To be done >> Scale the stretch from the line containing "On this screenshot, the traffic" through the end of the items, and reproduce only those lines, requests included. Multiply every bounding-box coordinate by 1.2 and round to the nearest whole number, with halves rounded up.

Records for this task >>

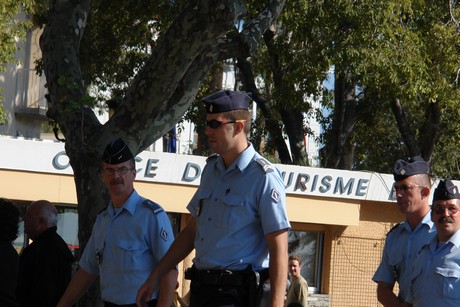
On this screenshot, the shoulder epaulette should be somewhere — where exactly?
[142,199,164,215]
[387,222,403,236]
[206,154,219,162]
[256,158,274,173]
[97,205,109,215]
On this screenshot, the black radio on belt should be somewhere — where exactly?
[185,267,246,286]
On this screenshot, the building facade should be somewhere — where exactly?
[0,20,424,307]
[0,136,426,307]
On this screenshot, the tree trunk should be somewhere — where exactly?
[323,72,357,169]
[40,0,284,306]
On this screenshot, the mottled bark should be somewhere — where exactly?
[237,58,292,164]
[391,98,420,157]
[40,0,284,306]
[322,72,357,169]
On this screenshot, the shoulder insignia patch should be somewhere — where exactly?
[387,222,404,236]
[97,205,109,215]
[417,242,430,256]
[270,188,280,203]
[160,228,169,241]
[206,154,219,162]
[256,158,274,173]
[142,199,164,215]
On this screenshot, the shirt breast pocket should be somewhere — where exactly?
[388,252,404,280]
[220,195,247,229]
[118,240,148,271]
[436,268,460,299]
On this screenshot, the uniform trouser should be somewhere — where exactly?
[189,280,250,307]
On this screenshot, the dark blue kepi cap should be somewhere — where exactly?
[433,179,460,201]
[203,90,251,114]
[393,156,429,181]
[102,138,134,164]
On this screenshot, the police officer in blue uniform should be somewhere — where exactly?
[138,91,290,307]
[58,139,177,307]
[409,179,460,307]
[372,156,436,306]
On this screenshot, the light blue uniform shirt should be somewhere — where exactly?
[409,230,460,307]
[187,145,290,270]
[80,191,174,304]
[372,212,436,302]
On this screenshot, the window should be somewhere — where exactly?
[288,231,324,293]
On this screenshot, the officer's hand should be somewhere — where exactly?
[136,275,158,307]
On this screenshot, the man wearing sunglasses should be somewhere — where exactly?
[410,179,460,307]
[58,138,177,307]
[138,91,290,307]
[372,156,436,306]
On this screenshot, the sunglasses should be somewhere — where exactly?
[393,184,423,193]
[206,119,246,129]
[431,205,458,215]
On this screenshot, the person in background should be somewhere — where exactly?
[286,255,308,307]
[16,200,74,307]
[372,156,436,306]
[409,179,460,307]
[0,198,20,307]
[137,90,290,307]
[58,138,178,307]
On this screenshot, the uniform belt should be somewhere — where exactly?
[104,300,157,307]
[185,267,251,286]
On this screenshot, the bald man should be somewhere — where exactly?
[17,200,74,307]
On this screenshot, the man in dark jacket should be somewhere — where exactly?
[17,200,74,307]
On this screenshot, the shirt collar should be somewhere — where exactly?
[217,142,256,172]
[447,229,460,248]
[403,211,434,232]
[107,190,140,216]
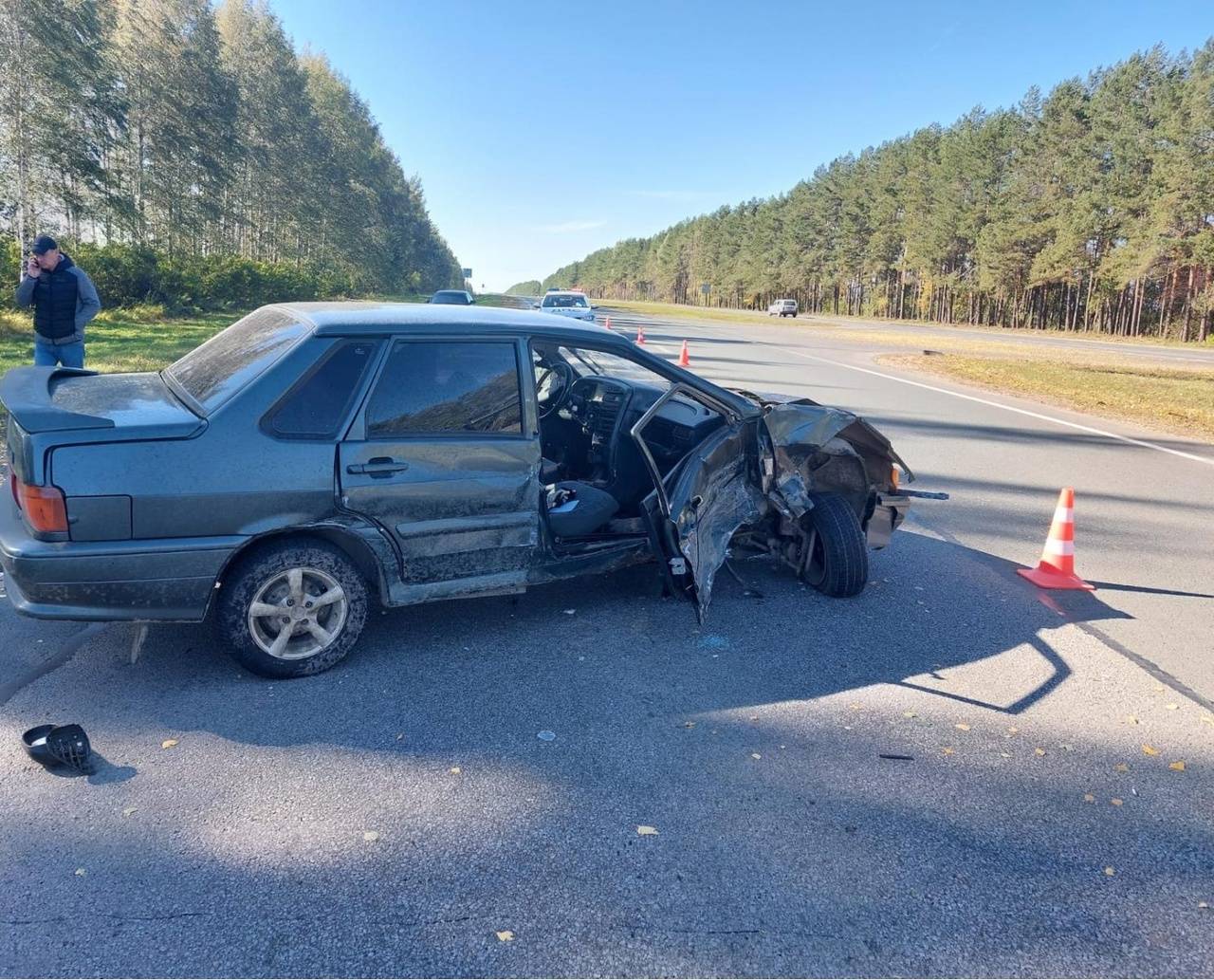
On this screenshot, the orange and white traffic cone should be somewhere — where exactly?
[1016,487,1096,589]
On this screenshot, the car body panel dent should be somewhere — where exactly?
[671,425,766,621]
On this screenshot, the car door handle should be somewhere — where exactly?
[346,455,409,476]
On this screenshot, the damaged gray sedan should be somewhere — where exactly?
[0,304,911,677]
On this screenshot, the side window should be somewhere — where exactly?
[266,342,377,438]
[367,340,524,438]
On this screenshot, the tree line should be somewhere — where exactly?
[539,46,1214,340]
[0,0,463,304]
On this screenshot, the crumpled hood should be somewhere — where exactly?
[747,392,914,517]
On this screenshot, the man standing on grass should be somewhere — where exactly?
[17,234,101,368]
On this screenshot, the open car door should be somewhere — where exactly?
[630,383,766,623]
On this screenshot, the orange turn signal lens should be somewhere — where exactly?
[9,474,68,534]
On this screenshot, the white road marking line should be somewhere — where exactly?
[780,347,1214,467]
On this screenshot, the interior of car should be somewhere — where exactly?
[532,342,724,545]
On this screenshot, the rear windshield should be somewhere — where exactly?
[165,308,307,414]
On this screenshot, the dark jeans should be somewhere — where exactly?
[34,340,83,368]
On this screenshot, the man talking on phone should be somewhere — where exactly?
[17,234,101,368]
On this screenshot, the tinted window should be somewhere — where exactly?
[168,308,307,412]
[269,342,376,438]
[367,342,522,438]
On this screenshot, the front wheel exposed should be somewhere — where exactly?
[218,542,367,677]
[801,493,868,599]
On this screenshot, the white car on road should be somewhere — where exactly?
[537,289,595,323]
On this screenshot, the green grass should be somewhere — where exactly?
[881,353,1214,441]
[0,307,242,374]
[596,299,1214,350]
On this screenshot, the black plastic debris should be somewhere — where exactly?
[21,725,92,772]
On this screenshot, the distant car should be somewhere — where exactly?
[430,289,476,306]
[0,303,913,677]
[539,289,595,323]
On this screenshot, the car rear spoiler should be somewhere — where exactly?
[0,368,114,433]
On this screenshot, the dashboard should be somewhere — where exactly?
[568,377,723,469]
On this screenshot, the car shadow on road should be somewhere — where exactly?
[109,532,1126,749]
[0,530,1214,976]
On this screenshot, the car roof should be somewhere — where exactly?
[273,301,616,346]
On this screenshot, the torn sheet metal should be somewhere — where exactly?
[671,426,766,621]
[762,396,914,517]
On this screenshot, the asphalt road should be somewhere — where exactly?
[0,311,1214,976]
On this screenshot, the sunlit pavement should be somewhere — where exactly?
[0,313,1214,975]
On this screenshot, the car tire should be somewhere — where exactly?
[801,493,868,599]
[216,542,368,680]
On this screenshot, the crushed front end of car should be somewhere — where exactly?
[665,391,914,620]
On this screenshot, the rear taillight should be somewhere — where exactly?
[9,473,68,534]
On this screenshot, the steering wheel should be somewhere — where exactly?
[535,361,573,419]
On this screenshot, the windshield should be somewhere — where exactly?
[165,307,307,414]
[559,346,671,387]
[543,294,590,308]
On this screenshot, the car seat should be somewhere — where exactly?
[547,480,619,538]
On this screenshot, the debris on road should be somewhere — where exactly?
[21,724,92,773]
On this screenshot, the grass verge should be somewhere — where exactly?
[0,307,242,374]
[879,353,1214,442]
[598,300,1214,350]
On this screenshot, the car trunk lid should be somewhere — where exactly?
[0,368,205,442]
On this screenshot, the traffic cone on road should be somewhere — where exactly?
[1016,487,1096,589]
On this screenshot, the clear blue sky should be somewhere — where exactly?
[270,0,1214,290]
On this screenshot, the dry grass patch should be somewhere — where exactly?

Task output >>
On this screenshot, the traffic cone on road should be somewhere — where exactly?
[1219,584,1315,707]
On this screenshot, the clear blue sky should be somewhere — where exactly?
[324,0,1457,348]
On this screenshot, the dry grass patch should be somewhere — where exactly?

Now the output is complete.